Provided passage:
Bill Shorten had a ragged media conference in the Adelaide seat of Boothby yesterday. He claimed Labor had no new or increased taxes on superannuation — technically correct, but several proposed rule super changes will raise more revenue — and a journalist got stroppy when the Labor leader refused to answer a question about the impact of Labor’s climate action policies to achieve its more ambitious emissions reduction targets.
The journalist, Ten’s Jonathan Lea, had asked Shorten “when can voters learn more about Labor’s emission reduction target, how you will get there and the cost to the economy?” It’s a fair question, given Labor has opted for a shopping list of emissions abatement measures rather than a coherent policy. The extent to which an emissions safeguard scheme that doesn’t cover around three-quarters of emissions, an electric vehicle target and some subsidy programs will drive a reduction of over 40% of emissions by 2030 is a valid subject for discussion during an election campaign, even if the government literally has no climate policy beyond, apparently, fixing the “climate deficit” by increasing emissions.
Lea made another point, noting that Shorten had “spoken almost exclusively since your budget in reply speech and focused on health.” Shorten disputed that, but it’s nearly true. Despite promising a couple of months ago that the election would be a “referendum on wages”, all Labor has done over the last fortnight is talk about health. Multiple announcements about spending on cancer treatment. MRI machines. New research funding. “Labor’s surgery waiting list blitz”. A (separate) “cancer waiting list blitz”. Mental health services. Yesterday it was pathology services. This morning it’s “$20 million to give blood cancer patients access to clinical trial drugs and therapies for blood cancer.” And, all the time, the incessant lie — and it is a lie, Labor-voting readers — that the government has cut health spending.

Given records:
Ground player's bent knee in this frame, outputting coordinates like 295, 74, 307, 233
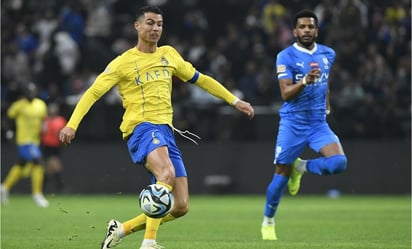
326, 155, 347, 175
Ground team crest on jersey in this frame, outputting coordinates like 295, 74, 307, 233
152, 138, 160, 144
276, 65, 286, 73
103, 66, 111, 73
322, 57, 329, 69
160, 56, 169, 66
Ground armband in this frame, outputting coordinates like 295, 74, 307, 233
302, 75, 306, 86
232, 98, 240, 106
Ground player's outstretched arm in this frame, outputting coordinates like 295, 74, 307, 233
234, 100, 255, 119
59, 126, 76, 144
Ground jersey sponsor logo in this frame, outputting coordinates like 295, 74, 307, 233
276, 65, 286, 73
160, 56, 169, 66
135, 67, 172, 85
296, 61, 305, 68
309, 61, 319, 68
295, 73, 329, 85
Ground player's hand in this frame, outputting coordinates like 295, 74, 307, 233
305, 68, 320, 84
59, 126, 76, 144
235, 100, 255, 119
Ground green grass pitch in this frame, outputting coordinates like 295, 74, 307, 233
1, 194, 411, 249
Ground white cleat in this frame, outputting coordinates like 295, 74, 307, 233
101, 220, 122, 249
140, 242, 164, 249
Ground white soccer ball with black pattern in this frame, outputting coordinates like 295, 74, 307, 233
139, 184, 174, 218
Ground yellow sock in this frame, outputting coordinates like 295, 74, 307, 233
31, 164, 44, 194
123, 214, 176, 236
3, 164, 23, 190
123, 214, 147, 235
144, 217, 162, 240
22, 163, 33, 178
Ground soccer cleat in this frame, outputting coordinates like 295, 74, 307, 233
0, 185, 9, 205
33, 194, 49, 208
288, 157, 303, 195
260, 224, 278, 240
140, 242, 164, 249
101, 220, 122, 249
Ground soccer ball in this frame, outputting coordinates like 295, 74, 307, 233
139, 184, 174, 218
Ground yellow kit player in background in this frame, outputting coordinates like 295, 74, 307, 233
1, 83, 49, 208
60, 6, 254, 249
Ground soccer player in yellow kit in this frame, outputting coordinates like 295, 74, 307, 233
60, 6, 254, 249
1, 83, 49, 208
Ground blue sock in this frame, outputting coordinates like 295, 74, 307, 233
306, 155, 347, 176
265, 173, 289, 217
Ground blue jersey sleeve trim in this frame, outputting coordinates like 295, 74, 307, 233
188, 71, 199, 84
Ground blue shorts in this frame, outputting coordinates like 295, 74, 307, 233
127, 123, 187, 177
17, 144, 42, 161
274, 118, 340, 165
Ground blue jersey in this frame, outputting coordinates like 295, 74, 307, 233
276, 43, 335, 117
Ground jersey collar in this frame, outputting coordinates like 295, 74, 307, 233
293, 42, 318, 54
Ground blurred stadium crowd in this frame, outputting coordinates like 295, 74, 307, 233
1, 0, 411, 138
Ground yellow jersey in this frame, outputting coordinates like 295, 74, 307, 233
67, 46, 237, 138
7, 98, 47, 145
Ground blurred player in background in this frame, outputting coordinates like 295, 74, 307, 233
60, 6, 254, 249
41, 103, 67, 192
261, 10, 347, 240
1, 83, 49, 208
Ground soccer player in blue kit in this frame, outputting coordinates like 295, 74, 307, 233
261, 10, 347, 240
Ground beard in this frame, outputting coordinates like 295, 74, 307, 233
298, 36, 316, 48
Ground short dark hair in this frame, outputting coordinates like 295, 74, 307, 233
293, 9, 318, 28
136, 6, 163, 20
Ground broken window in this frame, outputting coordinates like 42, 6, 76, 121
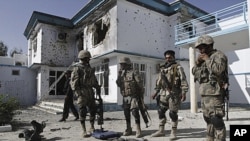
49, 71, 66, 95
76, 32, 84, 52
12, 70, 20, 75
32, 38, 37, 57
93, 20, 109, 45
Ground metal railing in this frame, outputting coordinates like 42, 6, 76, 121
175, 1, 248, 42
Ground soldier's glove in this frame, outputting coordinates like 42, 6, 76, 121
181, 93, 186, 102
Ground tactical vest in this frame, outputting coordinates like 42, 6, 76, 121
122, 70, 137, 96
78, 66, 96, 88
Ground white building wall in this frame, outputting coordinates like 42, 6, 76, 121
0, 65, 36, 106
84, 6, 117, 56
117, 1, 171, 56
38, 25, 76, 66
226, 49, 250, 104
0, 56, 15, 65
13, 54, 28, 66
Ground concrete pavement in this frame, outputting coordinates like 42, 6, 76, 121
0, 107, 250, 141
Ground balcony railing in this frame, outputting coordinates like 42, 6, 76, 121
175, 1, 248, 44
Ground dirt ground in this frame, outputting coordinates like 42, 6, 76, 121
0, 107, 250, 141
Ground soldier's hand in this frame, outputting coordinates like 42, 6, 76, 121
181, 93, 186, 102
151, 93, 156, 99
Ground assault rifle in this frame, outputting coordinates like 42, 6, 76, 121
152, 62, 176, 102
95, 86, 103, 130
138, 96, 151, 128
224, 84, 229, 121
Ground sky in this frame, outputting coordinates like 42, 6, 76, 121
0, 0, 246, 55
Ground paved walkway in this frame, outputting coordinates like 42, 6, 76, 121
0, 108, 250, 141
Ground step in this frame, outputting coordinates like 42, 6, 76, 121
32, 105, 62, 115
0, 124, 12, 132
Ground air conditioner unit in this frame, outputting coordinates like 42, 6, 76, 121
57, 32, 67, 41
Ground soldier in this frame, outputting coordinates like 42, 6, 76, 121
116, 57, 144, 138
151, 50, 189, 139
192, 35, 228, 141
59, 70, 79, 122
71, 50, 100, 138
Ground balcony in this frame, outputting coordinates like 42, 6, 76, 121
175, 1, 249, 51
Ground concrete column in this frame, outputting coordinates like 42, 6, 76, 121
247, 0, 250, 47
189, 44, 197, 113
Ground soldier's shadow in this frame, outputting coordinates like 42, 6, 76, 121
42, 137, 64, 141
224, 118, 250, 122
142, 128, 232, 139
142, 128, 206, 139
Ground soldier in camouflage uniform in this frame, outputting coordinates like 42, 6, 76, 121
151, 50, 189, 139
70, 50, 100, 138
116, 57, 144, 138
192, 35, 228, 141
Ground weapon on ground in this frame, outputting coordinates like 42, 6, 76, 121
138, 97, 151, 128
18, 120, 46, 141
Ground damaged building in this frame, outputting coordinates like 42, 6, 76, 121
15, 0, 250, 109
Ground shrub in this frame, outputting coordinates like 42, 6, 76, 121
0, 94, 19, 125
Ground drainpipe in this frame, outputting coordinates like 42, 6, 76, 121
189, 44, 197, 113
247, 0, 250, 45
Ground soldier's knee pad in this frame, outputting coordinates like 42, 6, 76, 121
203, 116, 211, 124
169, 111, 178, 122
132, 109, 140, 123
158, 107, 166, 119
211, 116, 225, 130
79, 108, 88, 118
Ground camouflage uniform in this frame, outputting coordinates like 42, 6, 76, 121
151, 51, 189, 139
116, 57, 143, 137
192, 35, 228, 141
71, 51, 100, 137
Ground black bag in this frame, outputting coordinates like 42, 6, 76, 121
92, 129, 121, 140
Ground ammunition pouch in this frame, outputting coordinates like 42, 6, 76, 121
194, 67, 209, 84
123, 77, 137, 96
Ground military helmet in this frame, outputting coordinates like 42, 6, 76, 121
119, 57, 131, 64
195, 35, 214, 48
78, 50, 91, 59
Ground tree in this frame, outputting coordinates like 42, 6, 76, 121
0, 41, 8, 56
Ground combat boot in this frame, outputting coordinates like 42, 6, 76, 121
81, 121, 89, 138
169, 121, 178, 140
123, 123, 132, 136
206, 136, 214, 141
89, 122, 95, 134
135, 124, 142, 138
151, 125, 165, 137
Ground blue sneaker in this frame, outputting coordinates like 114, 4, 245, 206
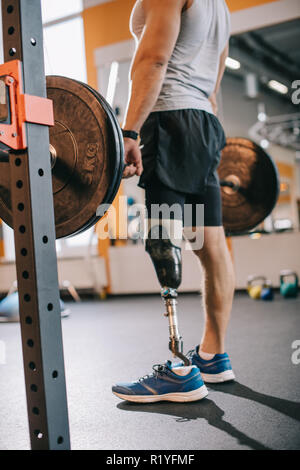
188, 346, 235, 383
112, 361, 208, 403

Work instruction A:
In the Shorten commentary, condense the paragraph beginning "Lea made another point" into a shorter version that keeps its main facts.
Work instruction B:
According to the Shorten commentary, which journalist asked Shorten when voters could learn more about Labor's emission reduction target?
Work instruction C:
Return everything in the Shorten commentary from "Lea made another" down to "cut health spending.", copied exactly.

Answer section A:
Lea also said that Shorten had spoken almost only about health since his budget-in-reply speech. Shorten disputed this, but the text calls it nearly true. Shorten had promised that the election would be a "referendum on wages," yet over the last fortnight Labor has talked only about health. Its announcements covered cancer treatment spending, MRI machines, new research funding, a surgery waiting list blitz, a separate cancer waiting list blitz, mental health services, pathology services, and $20 million for blood cancer patients' access to clinical trial drugs and therapies. Throughout, Labor has repeated what the text calls a lie: that the government has cut health spending.

Answer section B:
Ten's Jonathan Lea.

Answer section C:
Lea made another point, noting that Shorten had “spoken almost exclusively since your budget in reply speech and focused on health.” Shorten disputed that, but it’s nearly true. Despite promising a couple of months ago that the election would be a “referendum on wages”, all Labor has done over the last fortnight is talk about health. Multiple announcements about spending on cancer treatment. MRI machines. New research funding. “Labor’s surgery waiting list blitz”. A (separate) “cancer waiting list blitz”. Mental health services. Yesterday it was pathology services. This morning it’s “$20 million to give blood cancer patients access to clinical trial drugs and therapies for blood cancer.” And, all the time, the incessant lie — and it is a lie, Labor-voting readers — that the government has cut health spending.